◆ WHAT IS EXPECTED ◆
Return only this: the line with "Wildlife-tally tagging: find every instance of the black" and all the lines that follow it below, through the final one, exactly as they are.

####

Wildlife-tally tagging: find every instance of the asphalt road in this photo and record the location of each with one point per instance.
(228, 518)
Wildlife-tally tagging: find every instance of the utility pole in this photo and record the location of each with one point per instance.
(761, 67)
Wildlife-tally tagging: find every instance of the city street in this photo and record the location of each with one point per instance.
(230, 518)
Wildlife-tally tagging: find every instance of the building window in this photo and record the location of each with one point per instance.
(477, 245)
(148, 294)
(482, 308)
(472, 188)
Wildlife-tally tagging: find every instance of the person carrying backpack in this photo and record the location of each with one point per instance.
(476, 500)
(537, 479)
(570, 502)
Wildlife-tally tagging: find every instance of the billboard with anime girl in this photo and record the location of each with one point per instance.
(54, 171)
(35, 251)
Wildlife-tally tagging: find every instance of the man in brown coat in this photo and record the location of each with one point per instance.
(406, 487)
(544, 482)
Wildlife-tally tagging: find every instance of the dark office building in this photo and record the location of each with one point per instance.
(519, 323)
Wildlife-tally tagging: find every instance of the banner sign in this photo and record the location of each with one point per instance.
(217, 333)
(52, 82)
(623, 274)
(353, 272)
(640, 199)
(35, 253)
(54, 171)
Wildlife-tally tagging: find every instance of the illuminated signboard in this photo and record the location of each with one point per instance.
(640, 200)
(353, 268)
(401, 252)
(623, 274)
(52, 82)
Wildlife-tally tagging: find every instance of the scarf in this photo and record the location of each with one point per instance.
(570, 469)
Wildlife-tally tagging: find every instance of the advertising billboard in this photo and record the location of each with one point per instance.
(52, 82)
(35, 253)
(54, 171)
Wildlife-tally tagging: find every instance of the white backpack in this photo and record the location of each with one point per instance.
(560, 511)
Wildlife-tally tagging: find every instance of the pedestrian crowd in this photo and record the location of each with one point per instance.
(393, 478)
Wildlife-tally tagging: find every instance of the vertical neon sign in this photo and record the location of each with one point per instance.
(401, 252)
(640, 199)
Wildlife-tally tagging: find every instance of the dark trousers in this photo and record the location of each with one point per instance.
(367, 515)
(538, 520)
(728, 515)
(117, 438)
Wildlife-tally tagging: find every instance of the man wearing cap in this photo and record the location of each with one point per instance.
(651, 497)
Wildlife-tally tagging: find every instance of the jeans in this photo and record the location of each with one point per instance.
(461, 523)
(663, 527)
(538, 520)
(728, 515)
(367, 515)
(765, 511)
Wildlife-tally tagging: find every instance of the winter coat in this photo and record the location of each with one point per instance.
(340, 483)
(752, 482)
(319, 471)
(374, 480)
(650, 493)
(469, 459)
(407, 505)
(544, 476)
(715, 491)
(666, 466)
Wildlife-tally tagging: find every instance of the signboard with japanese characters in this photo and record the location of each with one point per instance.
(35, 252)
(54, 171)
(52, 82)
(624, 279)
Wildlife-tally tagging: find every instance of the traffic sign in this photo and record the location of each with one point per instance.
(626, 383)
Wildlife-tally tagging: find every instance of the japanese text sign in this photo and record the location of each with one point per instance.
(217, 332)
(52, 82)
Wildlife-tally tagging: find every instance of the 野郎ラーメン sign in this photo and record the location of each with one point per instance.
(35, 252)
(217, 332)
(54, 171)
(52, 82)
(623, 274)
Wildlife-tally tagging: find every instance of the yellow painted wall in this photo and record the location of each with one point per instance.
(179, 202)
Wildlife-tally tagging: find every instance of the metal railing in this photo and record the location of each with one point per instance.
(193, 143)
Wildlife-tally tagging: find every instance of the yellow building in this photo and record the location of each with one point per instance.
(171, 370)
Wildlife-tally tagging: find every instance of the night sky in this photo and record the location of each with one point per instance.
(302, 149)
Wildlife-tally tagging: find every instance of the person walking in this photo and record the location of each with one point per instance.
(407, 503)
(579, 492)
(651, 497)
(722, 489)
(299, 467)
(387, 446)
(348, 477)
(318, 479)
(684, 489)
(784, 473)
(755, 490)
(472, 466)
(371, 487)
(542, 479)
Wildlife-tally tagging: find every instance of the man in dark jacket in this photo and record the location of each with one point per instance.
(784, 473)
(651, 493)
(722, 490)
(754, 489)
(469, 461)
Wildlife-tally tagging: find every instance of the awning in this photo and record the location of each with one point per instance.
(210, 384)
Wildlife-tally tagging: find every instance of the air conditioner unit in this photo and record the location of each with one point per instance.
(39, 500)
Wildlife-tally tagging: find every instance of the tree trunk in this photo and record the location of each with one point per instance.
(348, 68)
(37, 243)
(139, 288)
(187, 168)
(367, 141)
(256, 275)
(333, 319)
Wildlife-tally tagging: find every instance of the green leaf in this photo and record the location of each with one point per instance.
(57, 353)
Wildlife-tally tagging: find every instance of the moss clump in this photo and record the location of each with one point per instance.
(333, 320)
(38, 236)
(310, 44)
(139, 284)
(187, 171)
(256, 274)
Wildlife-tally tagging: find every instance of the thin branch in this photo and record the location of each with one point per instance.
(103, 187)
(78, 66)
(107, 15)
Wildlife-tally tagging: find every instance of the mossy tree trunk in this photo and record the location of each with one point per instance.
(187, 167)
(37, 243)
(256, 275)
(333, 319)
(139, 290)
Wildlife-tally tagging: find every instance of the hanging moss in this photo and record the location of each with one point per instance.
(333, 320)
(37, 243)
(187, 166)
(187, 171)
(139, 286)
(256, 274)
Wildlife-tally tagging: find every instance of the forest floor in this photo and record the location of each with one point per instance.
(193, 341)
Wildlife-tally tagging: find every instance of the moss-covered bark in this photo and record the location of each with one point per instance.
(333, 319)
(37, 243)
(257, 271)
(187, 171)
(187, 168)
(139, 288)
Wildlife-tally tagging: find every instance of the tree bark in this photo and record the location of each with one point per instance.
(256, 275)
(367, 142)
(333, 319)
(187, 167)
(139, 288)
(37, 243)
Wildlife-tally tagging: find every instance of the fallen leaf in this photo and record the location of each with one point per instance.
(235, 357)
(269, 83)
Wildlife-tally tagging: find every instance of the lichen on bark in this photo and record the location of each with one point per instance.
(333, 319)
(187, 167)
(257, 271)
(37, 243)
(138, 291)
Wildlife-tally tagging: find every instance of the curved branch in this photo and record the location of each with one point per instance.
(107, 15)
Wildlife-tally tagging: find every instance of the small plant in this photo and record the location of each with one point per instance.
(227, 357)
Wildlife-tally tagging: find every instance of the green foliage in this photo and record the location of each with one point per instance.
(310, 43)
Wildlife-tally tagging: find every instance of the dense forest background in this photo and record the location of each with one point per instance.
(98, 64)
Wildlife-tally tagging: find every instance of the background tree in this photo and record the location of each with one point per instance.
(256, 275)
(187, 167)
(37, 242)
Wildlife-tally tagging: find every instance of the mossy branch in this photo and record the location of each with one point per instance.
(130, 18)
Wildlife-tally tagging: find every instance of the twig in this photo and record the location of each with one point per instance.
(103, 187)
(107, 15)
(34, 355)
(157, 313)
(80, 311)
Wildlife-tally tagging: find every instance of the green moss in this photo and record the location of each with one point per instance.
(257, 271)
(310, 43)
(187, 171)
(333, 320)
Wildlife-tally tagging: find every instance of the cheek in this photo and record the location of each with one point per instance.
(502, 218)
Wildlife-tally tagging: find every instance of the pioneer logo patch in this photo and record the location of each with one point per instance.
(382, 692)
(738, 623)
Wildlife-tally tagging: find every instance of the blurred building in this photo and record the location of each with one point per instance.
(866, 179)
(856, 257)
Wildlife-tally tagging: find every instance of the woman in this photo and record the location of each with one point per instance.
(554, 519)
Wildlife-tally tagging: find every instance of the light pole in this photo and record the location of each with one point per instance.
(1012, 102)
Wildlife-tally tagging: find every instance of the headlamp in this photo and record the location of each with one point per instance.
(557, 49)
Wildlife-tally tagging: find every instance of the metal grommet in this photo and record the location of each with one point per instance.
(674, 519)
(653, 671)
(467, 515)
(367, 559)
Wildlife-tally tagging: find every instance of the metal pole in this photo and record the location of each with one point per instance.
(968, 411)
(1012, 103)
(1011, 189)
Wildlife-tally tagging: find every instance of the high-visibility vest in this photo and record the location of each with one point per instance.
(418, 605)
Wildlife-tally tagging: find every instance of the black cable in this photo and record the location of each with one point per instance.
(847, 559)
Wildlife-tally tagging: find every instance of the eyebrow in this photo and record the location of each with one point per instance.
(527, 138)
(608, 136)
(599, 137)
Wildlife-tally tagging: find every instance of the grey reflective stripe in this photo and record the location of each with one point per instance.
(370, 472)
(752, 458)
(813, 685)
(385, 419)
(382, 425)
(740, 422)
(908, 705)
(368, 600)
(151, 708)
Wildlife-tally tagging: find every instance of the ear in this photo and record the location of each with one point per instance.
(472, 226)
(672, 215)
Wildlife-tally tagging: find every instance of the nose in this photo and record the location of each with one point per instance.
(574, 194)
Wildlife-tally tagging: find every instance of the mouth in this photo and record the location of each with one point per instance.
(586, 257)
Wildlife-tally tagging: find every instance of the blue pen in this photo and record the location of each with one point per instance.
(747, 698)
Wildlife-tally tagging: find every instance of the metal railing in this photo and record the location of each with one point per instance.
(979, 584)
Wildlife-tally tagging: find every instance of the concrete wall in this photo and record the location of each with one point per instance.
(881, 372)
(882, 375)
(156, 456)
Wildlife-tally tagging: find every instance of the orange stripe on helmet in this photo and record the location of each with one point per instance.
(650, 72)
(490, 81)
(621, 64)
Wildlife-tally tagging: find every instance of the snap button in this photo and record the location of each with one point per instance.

####

◆ ANSWER TO THIS EXERCISE ◆
Wildlife-tally tagging: find every instance of the black cable in this photo and record the location of each with one point per instance.
(847, 559)
Wildlife-tally tagging: find every instance of the eyebrow in this photo and record the location of each with one point per instance.
(527, 138)
(608, 136)
(599, 137)
Wildlife-tally tagging: find every instance of the grey reflective stripe in this photo and record the location of each with one point per instance.
(370, 472)
(752, 458)
(813, 685)
(385, 419)
(382, 425)
(740, 422)
(908, 705)
(368, 600)
(151, 708)
Wildlife-tally tagging: find every instance of the ear in this photo and record the location of each with one point per instance.
(472, 226)
(672, 215)
Wildlife-tally tagging: find every instance of the nose in this photo and record the location of each with one point per instance.
(574, 194)
Wildlife-tally tagging: find every instance of the mouth in this photo and record the location of each with one point per instance.
(586, 257)
Wildlife-tally tagging: find every instance of the blue pen in this photo and record the location of each with one point per instance.
(747, 698)
Wildlife-tally tagging: find every instance of the metal railing in this photo and record the location of each with one point per instance.
(979, 584)
Wildlife-tally tagging: find every instance of the concrete wall in this photo and record the location of each with one point per instance.
(881, 372)
(882, 375)
(156, 456)
Wildlife-tally tagging: find every instance of the orange stripe on helmet in this photo and record the location of each with one point per instance.
(650, 72)
(490, 81)
(621, 64)
Wildlife-tally tagging: find every instance of the snap button in this photo and record the location of each with one point per instance.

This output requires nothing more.